** Directions for this task **
Print every line of the data below verbatim, leaving out the pictures.

** Supplied material **
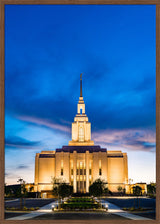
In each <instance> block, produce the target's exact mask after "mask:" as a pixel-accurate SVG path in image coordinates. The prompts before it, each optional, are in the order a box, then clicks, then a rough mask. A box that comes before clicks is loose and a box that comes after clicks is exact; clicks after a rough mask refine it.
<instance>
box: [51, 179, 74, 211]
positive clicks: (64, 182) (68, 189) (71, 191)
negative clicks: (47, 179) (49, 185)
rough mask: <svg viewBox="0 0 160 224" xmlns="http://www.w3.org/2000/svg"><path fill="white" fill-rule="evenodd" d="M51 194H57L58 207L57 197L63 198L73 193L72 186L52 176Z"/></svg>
mask: <svg viewBox="0 0 160 224" xmlns="http://www.w3.org/2000/svg"><path fill="white" fill-rule="evenodd" d="M52 183H53V189H52V192H53V195H55V196H58V207H59V208H60V203H59V198H62V199H63V198H65V197H68V196H70V195H71V194H72V193H73V187H72V186H71V185H69V184H67V183H65V182H64V181H62V180H60V179H56V178H53V180H52Z"/></svg>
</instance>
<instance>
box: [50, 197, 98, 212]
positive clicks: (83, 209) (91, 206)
mask: <svg viewBox="0 0 160 224" xmlns="http://www.w3.org/2000/svg"><path fill="white" fill-rule="evenodd" d="M59 208H60V210H65V211H68V210H100V209H102V206H101V204H100V203H99V202H97V201H96V200H95V199H93V198H90V197H87V198H86V197H83V198H78V197H76V198H73V197H72V198H69V199H67V200H66V201H64V202H63V203H61V204H60V207H59ZM54 210H57V209H56V208H55V209H54Z"/></svg>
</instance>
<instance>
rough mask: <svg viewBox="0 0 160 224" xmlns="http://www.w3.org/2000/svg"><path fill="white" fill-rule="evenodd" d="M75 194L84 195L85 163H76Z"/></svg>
mask: <svg viewBox="0 0 160 224" xmlns="http://www.w3.org/2000/svg"><path fill="white" fill-rule="evenodd" d="M77 192H78V193H86V167H85V161H77Z"/></svg>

** Answer for this exercise **
In each <instance> block, produce the target's exact mask after "mask:" as a pixel-accurate SVG path in image coordinates. The prompts before it, each optional, are in the order a box, then clicks, then a rough mask. A box that comes before clicks is loose and a box that comes after clicks is exact; clicks after a rough mask refine it.
<instance>
box: [51, 179, 74, 211]
positive clicks: (64, 182) (68, 189) (71, 191)
negative clicks: (47, 179) (49, 185)
rough mask: <svg viewBox="0 0 160 224" xmlns="http://www.w3.org/2000/svg"><path fill="white" fill-rule="evenodd" d="M51 194H57L58 207L57 197L63 198L73 193L72 186L52 176Z"/></svg>
mask: <svg viewBox="0 0 160 224" xmlns="http://www.w3.org/2000/svg"><path fill="white" fill-rule="evenodd" d="M52 183H53V189H52V192H53V195H55V196H58V207H59V208H60V203H59V198H62V199H63V198H65V197H68V196H70V195H71V194H72V193H73V187H72V186H71V185H69V184H67V183H65V182H64V181H62V180H60V179H56V178H53V180H52Z"/></svg>
</instance>
<instance>
box: [50, 197, 98, 212]
positive clicks: (83, 209) (91, 206)
mask: <svg viewBox="0 0 160 224" xmlns="http://www.w3.org/2000/svg"><path fill="white" fill-rule="evenodd" d="M59 208H60V210H65V211H68V210H100V209H102V206H101V204H100V203H99V202H97V201H96V200H95V199H93V198H90V197H87V198H86V197H83V198H78V197H76V198H73V197H72V198H69V199H67V200H66V201H64V202H63V203H61V204H60V207H59ZM54 210H57V209H56V208H55V209H54Z"/></svg>
</instance>
<instance>
rough mask: <svg viewBox="0 0 160 224" xmlns="http://www.w3.org/2000/svg"><path fill="white" fill-rule="evenodd" d="M75 194L84 195L85 163H76Z"/></svg>
mask: <svg viewBox="0 0 160 224" xmlns="http://www.w3.org/2000/svg"><path fill="white" fill-rule="evenodd" d="M77 192H78V193H86V167H85V161H77Z"/></svg>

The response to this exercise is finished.